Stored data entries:
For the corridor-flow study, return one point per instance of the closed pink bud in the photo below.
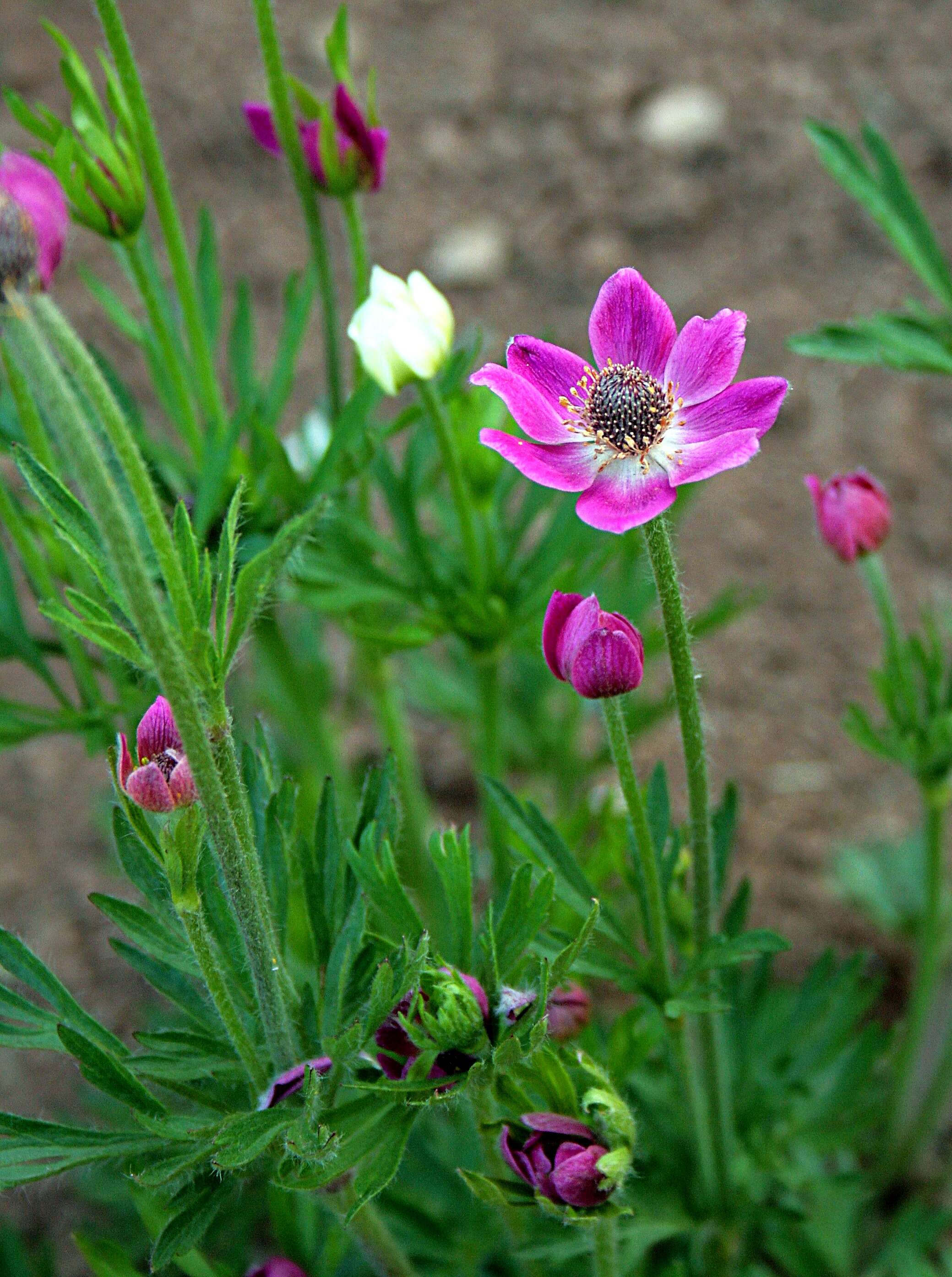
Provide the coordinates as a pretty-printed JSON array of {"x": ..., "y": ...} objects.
[
  {"x": 854, "y": 514},
  {"x": 569, "y": 1009},
  {"x": 600, "y": 653},
  {"x": 162, "y": 778}
]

▶ **Exercise details**
Reproduce the material above with "closed pink bud" renamed to "unopened pink bud" and nothing else altered. Leave the pictures out.

▶ **Written reply**
For the corridor-flow study, return one point per instance of the unopened pink bud in the photo below.
Provide the coordinates as a pretty-printed JSON array of {"x": ..., "y": ...} objects.
[
  {"x": 854, "y": 514},
  {"x": 569, "y": 1009},
  {"x": 600, "y": 653},
  {"x": 162, "y": 778}
]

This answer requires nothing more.